(Referring expression data)
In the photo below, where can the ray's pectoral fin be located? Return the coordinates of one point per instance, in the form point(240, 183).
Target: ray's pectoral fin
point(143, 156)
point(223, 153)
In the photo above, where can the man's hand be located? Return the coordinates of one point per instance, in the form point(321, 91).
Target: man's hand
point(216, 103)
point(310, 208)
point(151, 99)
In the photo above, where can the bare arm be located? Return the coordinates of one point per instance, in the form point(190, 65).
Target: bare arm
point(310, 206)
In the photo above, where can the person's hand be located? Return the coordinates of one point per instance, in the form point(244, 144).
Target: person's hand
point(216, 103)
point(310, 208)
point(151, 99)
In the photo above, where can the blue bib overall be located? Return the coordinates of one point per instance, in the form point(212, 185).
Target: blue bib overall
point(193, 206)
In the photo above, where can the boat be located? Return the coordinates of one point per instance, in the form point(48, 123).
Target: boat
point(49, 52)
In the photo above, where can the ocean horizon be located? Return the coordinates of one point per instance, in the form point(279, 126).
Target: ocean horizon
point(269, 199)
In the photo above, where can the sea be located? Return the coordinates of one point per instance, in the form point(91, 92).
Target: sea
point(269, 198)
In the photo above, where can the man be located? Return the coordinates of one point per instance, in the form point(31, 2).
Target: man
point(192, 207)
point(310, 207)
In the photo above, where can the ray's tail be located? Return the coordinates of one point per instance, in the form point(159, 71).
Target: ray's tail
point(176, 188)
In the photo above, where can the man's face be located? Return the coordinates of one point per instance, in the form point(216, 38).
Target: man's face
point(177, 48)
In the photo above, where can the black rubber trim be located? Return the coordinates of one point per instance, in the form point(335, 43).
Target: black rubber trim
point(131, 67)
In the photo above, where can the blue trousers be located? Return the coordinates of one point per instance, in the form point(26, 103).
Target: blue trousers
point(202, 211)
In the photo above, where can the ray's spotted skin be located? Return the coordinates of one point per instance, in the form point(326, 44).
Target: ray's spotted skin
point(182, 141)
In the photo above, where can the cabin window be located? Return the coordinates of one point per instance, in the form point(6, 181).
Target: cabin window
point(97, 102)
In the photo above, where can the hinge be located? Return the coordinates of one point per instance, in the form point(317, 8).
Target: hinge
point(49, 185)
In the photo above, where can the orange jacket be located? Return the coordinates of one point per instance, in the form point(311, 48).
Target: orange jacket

**TASK GOAL**
Return each line of the data where the word "jacket" appears.

**TASK ANSWER**
In the photo above, where can the orange jacket be located? Return the coordinates of one point per instance, in the form point(311, 48).
Target: orange jacket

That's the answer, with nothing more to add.